Extract each line of the material that follows exactly and omit its pictures.
━━━━
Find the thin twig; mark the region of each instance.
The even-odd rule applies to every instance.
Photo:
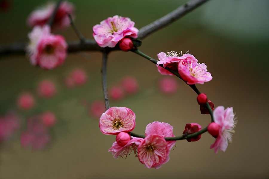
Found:
[[[102,86],[103,87],[103,92],[104,94],[104,99],[106,105],[106,110],[108,109],[109,107],[109,101],[108,98],[108,93],[107,90],[107,85],[106,84],[106,66],[107,62],[108,52],[103,52],[103,59],[102,61]]]

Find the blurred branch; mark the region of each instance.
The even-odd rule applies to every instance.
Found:
[[[153,32],[179,19],[208,1],[208,0],[192,0],[189,1],[170,13],[141,28],[138,32],[138,38],[142,39],[146,38]],[[58,6],[59,5],[61,1],[61,0],[59,0],[58,1]],[[56,7],[55,7],[55,11],[56,10]],[[54,16],[55,15],[54,15]],[[54,18],[52,16],[50,19],[52,19],[53,18],[54,19]],[[50,19],[50,20],[52,21]],[[81,41],[68,42],[68,52],[76,52],[81,51],[104,52],[119,50],[117,47],[113,48],[101,47],[98,45],[94,40],[87,38],[84,39],[85,41],[83,43],[81,43]],[[0,44],[0,55],[25,53],[25,49],[27,44],[27,43],[26,42],[17,42],[7,45]]]

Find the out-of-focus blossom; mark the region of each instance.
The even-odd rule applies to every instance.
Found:
[[[130,132],[135,126],[135,115],[124,107],[112,107],[103,113],[100,118],[100,130],[106,135],[117,135],[120,132]]]
[[[232,143],[232,137],[235,132],[233,128],[237,122],[234,121],[232,107],[224,109],[224,107],[218,106],[213,111],[213,115],[215,123],[219,126],[219,128],[218,135],[210,148],[214,148],[216,154],[218,150],[225,152],[228,143]]]
[[[137,38],[138,30],[128,17],[116,15],[109,17],[93,27],[93,36],[101,47],[114,47],[125,37]]]
[[[65,38],[50,32],[48,25],[35,26],[28,34],[30,42],[26,50],[30,62],[44,69],[51,69],[62,65],[67,55]]]
[[[134,94],[137,93],[139,88],[137,80],[131,76],[126,76],[122,78],[121,86],[124,91],[130,94]]]
[[[115,101],[119,101],[122,99],[124,94],[123,89],[119,85],[114,85],[108,90],[109,96],[111,99]]]
[[[28,110],[31,109],[34,106],[35,100],[31,94],[25,93],[19,96],[17,101],[17,104],[20,108]]]
[[[56,92],[55,84],[49,80],[44,80],[39,84],[38,92],[41,96],[45,98],[50,98],[54,96]]]
[[[147,136],[138,146],[138,159],[145,167],[161,168],[169,161],[170,151],[163,138],[156,134]]]
[[[105,103],[103,101],[95,101],[90,105],[90,113],[95,118],[100,118],[105,111]]]
[[[190,124],[187,124],[185,126],[185,130],[183,131],[182,134],[183,135],[187,135],[189,134],[191,134],[201,130],[202,127],[199,124],[196,123],[192,123]],[[195,142],[197,141],[201,138],[201,134],[197,136],[187,138],[187,141],[189,142]]]
[[[183,55],[182,55],[182,52],[181,52],[181,53],[179,54],[178,54],[176,52],[171,51],[167,52],[166,54],[162,52],[158,53],[157,55],[159,61],[157,62],[157,64],[158,65],[163,64],[164,67],[167,67],[174,71],[178,72],[178,64],[182,60],[188,59],[196,63],[198,61],[195,57],[189,53],[186,54],[185,53]],[[158,67],[158,71],[161,74],[167,75],[174,75],[172,73],[162,67],[157,65],[156,65],[156,66]]]
[[[177,81],[173,78],[165,77],[160,79],[158,82],[158,87],[162,92],[166,94],[174,93],[178,88]]]
[[[43,26],[46,24],[52,15],[56,5],[55,3],[51,3],[34,11],[27,18],[27,25],[33,27],[36,25]],[[70,22],[68,14],[70,14],[74,19],[75,10],[75,7],[72,4],[66,1],[61,3],[56,12],[52,29],[64,29],[69,26]]]
[[[128,155],[130,155],[133,151],[134,156],[137,157],[137,150],[138,145],[144,140],[144,139],[131,137],[131,139],[125,145],[121,146],[119,145],[116,141],[112,144],[112,146],[109,149],[108,152],[111,152],[112,154],[114,155],[114,158],[118,157],[126,158]]]
[[[162,137],[175,137],[173,133],[174,127],[170,124],[165,122],[158,121],[154,122],[149,123],[146,127],[145,135],[149,135],[151,134],[156,134]],[[167,146],[169,150],[171,150],[175,144],[176,141],[166,141]]]

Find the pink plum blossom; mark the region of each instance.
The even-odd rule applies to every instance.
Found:
[[[30,42],[26,49],[30,62],[44,69],[51,69],[62,65],[67,55],[65,38],[51,34],[48,25],[35,26],[28,34]]]
[[[187,135],[189,134],[191,134],[197,132],[201,130],[202,127],[200,124],[196,123],[192,123],[189,124],[187,124],[185,126],[185,130],[183,131],[184,135]],[[198,135],[197,136],[188,138],[187,139],[187,141],[189,142],[195,142],[197,141],[201,138],[201,134]]]
[[[39,95],[45,98],[50,98],[56,92],[56,88],[54,83],[49,80],[44,80],[39,83],[38,88]]]
[[[143,141],[143,138],[132,137],[131,140],[123,146],[119,145],[116,141],[112,144],[112,146],[109,149],[108,152],[112,152],[112,154],[114,155],[113,157],[114,158],[117,158],[119,157],[120,158],[126,158],[128,155],[131,154],[132,151],[134,151],[134,156],[137,157],[138,145]]]
[[[117,15],[109,17],[93,27],[93,36],[101,47],[113,47],[125,37],[137,38],[138,30],[128,17]]]
[[[102,114],[99,126],[106,135],[117,135],[122,132],[133,130],[135,126],[135,115],[130,109],[124,107],[112,107]]]
[[[149,135],[151,134],[156,134],[162,137],[175,137],[173,133],[174,127],[170,124],[165,122],[158,121],[154,122],[149,123],[146,127],[145,132],[145,135]],[[169,150],[171,150],[175,144],[176,141],[166,141],[167,146]]]
[[[177,81],[175,79],[169,77],[163,78],[158,83],[158,87],[162,92],[166,94],[174,93],[178,88]]]
[[[43,26],[48,22],[53,13],[56,4],[49,3],[46,6],[40,7],[33,12],[27,18],[27,23],[33,27],[36,25]],[[74,18],[75,7],[71,3],[66,1],[61,3],[57,10],[52,24],[53,29],[66,28],[70,25],[68,14]]]
[[[35,104],[35,100],[33,95],[27,92],[20,94],[17,101],[18,107],[25,110],[32,108],[34,106]]]
[[[138,146],[138,159],[145,164],[145,168],[161,168],[169,161],[170,151],[164,138],[156,134],[145,138]]]
[[[178,64],[178,73],[182,79],[188,85],[204,84],[212,79],[204,64],[197,63],[189,59],[182,60]]]
[[[174,71],[178,72],[178,64],[181,61],[188,59],[196,63],[198,61],[195,57],[189,53],[186,54],[185,53],[182,55],[182,51],[181,53],[178,54],[176,52],[172,51],[167,52],[166,54],[162,52],[158,53],[157,56],[159,61],[157,62],[157,65],[156,66],[158,71],[162,75],[174,75],[170,72],[158,65],[163,64],[164,67],[167,67]]]
[[[215,123],[219,126],[219,128],[218,136],[210,148],[214,148],[216,154],[218,150],[225,152],[228,143],[232,143],[232,137],[235,132],[233,129],[237,122],[234,121],[232,107],[224,109],[224,107],[218,106],[213,111],[213,115]]]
━━━━
Expected answer:
Find the thin twig; mark the region of each instance.
The even-odd rule applies to every instance.
Photo:
Found:
[[[102,86],[103,87],[103,92],[104,94],[104,99],[106,105],[106,110],[108,109],[109,107],[109,101],[108,98],[108,93],[107,90],[107,85],[106,84],[106,66],[107,62],[108,52],[103,52],[103,59],[102,61]]]

Find the blurred branch; mark the region of each instance.
The even-odd rule applies to every instance.
Found:
[[[153,32],[179,19],[208,1],[208,0],[192,0],[189,1],[170,13],[141,28],[138,32],[138,38],[142,39],[146,38]],[[58,6],[59,5],[61,1],[61,0],[59,0],[58,1]],[[56,7],[55,7],[55,11],[56,10]],[[54,16],[55,15],[54,15]],[[54,18],[52,16],[50,19],[52,19],[53,18],[54,19]],[[50,19],[50,20],[52,21]],[[81,41],[68,42],[68,52],[76,52],[81,51],[104,52],[119,50],[117,47],[113,48],[101,47],[98,45],[94,40],[87,38],[84,39],[85,41],[83,43],[81,43]],[[0,44],[0,55],[25,53],[25,49],[27,44],[27,43],[26,42],[17,42],[7,45]]]

Find the out-of-focus blossom; mark the region of each instance.
The even-odd rule applies to every instance.
Found:
[[[130,132],[135,126],[135,115],[124,107],[112,107],[103,113],[100,118],[100,130],[106,135],[117,135],[120,132]]]
[[[232,143],[232,137],[235,132],[233,128],[237,122],[234,121],[232,107],[224,109],[224,107],[218,106],[213,111],[213,115],[215,123],[219,126],[219,128],[218,135],[210,148],[214,148],[216,154],[218,150],[225,152],[228,143]]]
[[[137,38],[138,30],[128,17],[116,15],[109,17],[93,27],[93,36],[101,47],[114,47],[125,37]]]
[[[65,38],[50,32],[48,25],[35,26],[28,34],[30,42],[26,50],[30,62],[44,69],[51,69],[62,65],[67,55]]]
[[[134,94],[137,93],[139,88],[137,80],[131,76],[126,76],[122,78],[121,86],[124,91],[130,94]]]
[[[115,101],[119,101],[122,99],[124,94],[123,89],[119,85],[114,85],[108,90],[109,96],[111,99]]]
[[[28,110],[31,109],[34,106],[35,100],[31,94],[25,93],[19,96],[17,101],[17,104],[20,108]]]
[[[56,92],[55,84],[49,80],[44,80],[39,84],[38,92],[41,96],[45,98],[50,98],[54,96]]]
[[[147,136],[138,146],[138,159],[145,167],[161,168],[169,161],[170,151],[163,138],[156,134]]]
[[[105,103],[103,101],[95,101],[90,105],[90,113],[95,118],[100,118],[105,111]]]
[[[190,124],[187,124],[185,126],[185,130],[183,131],[182,134],[183,135],[187,135],[189,134],[191,134],[201,130],[202,127],[199,124],[196,123],[192,123]],[[195,142],[197,141],[201,138],[201,134],[197,136],[187,138],[187,141],[189,142]]]
[[[183,55],[182,55],[182,52],[181,52],[181,53],[179,54],[178,54],[176,52],[171,51],[167,52],[166,54],[162,52],[158,53],[157,55],[159,61],[157,62],[157,64],[158,65],[163,64],[164,67],[167,67],[174,71],[178,72],[178,64],[182,60],[188,59],[196,63],[198,61],[195,57],[189,53],[186,54],[185,53]],[[158,67],[158,71],[161,74],[167,75],[174,75],[172,73],[162,67],[157,65],[156,65],[156,66]]]
[[[177,81],[173,78],[165,77],[160,79],[158,82],[158,87],[162,92],[166,94],[174,93],[178,88]]]
[[[43,26],[46,24],[52,15],[56,5],[55,3],[51,3],[34,11],[27,18],[27,25],[33,27],[36,25]],[[70,22],[68,14],[70,14],[74,19],[75,10],[75,7],[72,4],[66,1],[61,3],[56,12],[52,29],[64,29],[69,26]]]
[[[128,155],[130,155],[133,151],[134,156],[137,157],[137,150],[138,145],[144,140],[144,139],[131,137],[131,139],[125,145],[121,146],[119,145],[116,141],[112,144],[112,146],[109,149],[108,152],[111,152],[112,154],[114,155],[114,158],[118,157],[126,158]]]
[[[162,137],[175,137],[173,133],[174,127],[170,124],[165,122],[158,121],[154,122],[149,123],[146,127],[145,135],[149,135],[151,134],[156,134]],[[167,146],[169,150],[171,150],[175,144],[176,141],[166,141]]]

Find the pink plum blossom; mark the region of each instance.
The even-odd rule applies to every instance.
Found:
[[[30,42],[26,49],[30,62],[44,69],[51,69],[62,65],[67,55],[65,38],[51,34],[48,25],[35,26],[28,34]]]
[[[187,135],[189,134],[191,134],[197,132],[201,130],[202,127],[200,124],[196,123],[192,123],[189,124],[187,124],[185,126],[185,130],[183,131],[184,135]],[[198,135],[197,136],[188,138],[187,139],[187,141],[189,142],[195,142],[197,141],[201,138],[201,134]]]
[[[39,95],[45,98],[50,98],[56,92],[56,88],[54,83],[49,80],[44,80],[39,83],[38,88]]]
[[[143,141],[143,138],[132,137],[131,140],[123,146],[119,145],[116,141],[112,144],[112,146],[109,149],[108,152],[112,152],[112,154],[114,155],[113,157],[114,158],[117,158],[119,157],[120,158],[126,158],[128,155],[131,154],[132,151],[134,151],[134,156],[137,157],[138,145]]]
[[[117,15],[109,17],[93,27],[93,36],[101,47],[113,47],[125,37],[137,38],[138,30],[128,17]]]
[[[102,114],[99,126],[106,135],[117,135],[122,132],[133,130],[135,126],[135,115],[130,109],[124,107],[112,107]]]
[[[149,135],[151,134],[156,134],[162,137],[175,137],[173,133],[174,127],[170,124],[165,122],[158,121],[154,122],[149,123],[146,127],[145,132],[145,135]],[[169,150],[171,150],[175,144],[176,141],[166,141],[167,146]]]
[[[177,81],[175,79],[169,77],[163,78],[158,83],[158,87],[162,92],[166,94],[174,93],[178,88]]]
[[[43,26],[48,22],[53,13],[56,4],[49,3],[46,6],[40,7],[33,12],[27,18],[27,23],[33,27],[36,25]],[[74,18],[75,7],[71,3],[66,1],[61,3],[57,10],[52,24],[53,29],[66,28],[70,25],[68,14]]]
[[[35,104],[35,100],[33,95],[27,92],[20,94],[17,101],[18,107],[25,110],[32,108],[34,106]]]
[[[138,146],[138,159],[145,164],[145,168],[161,168],[169,161],[170,151],[164,138],[156,134],[145,138]]]
[[[178,64],[178,73],[182,79],[188,85],[204,84],[212,79],[204,64],[197,63],[189,59],[182,60]]]
[[[174,71],[178,72],[178,64],[181,61],[188,59],[196,63],[198,61],[195,57],[189,53],[186,54],[185,53],[182,55],[182,51],[181,53],[178,54],[176,52],[172,51],[167,52],[166,54],[162,52],[158,53],[157,56],[159,61],[157,62],[157,65],[156,66],[158,71],[162,75],[174,75],[170,72],[158,65],[163,64],[164,67],[167,67]]]
[[[215,123],[219,126],[219,128],[218,136],[210,148],[214,148],[216,154],[218,150],[225,152],[228,143],[232,143],[232,137],[235,132],[233,129],[237,122],[234,121],[232,107],[224,109],[224,107],[218,106],[213,111],[213,115]]]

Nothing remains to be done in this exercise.